_What is needed_
Reproduce verbatim the lines of the listing below, starting at the line that contains "Where can you find the red" and ending at the last line of the listing, with both of those lines included.

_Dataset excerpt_
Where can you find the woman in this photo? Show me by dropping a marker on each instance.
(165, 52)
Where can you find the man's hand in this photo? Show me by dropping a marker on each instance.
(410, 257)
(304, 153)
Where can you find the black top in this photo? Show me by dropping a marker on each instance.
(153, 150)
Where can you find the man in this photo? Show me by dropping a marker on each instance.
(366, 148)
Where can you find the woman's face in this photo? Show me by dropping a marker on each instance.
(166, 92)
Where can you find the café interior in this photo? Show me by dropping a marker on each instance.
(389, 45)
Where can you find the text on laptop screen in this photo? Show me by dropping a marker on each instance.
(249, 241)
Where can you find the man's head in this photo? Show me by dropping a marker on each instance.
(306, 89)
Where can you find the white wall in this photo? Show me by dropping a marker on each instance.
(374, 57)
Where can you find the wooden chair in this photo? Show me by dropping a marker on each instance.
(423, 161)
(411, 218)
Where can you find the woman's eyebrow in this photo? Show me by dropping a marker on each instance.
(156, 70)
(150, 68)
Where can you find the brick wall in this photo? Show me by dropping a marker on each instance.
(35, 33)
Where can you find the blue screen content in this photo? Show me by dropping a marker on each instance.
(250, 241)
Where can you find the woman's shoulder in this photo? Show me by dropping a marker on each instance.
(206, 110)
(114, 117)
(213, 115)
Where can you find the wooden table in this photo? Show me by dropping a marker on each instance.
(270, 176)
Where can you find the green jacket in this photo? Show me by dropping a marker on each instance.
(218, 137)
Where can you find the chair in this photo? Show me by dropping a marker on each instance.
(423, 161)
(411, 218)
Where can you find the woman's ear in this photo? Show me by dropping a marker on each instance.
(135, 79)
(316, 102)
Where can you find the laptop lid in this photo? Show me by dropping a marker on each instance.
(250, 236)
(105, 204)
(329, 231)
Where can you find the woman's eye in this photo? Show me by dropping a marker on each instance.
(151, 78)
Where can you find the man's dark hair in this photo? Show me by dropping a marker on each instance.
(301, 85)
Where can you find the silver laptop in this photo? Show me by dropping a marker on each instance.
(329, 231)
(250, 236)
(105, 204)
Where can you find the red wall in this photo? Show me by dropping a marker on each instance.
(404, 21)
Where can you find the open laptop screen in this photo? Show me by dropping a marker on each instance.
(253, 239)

_Answer for the task_
Where can you find the red wall in this photo? Show me by dropping a marker on each instance.
(404, 21)
Where can you find the open laptop screen in this photo? Show me by dropping a marker on each instance.
(253, 239)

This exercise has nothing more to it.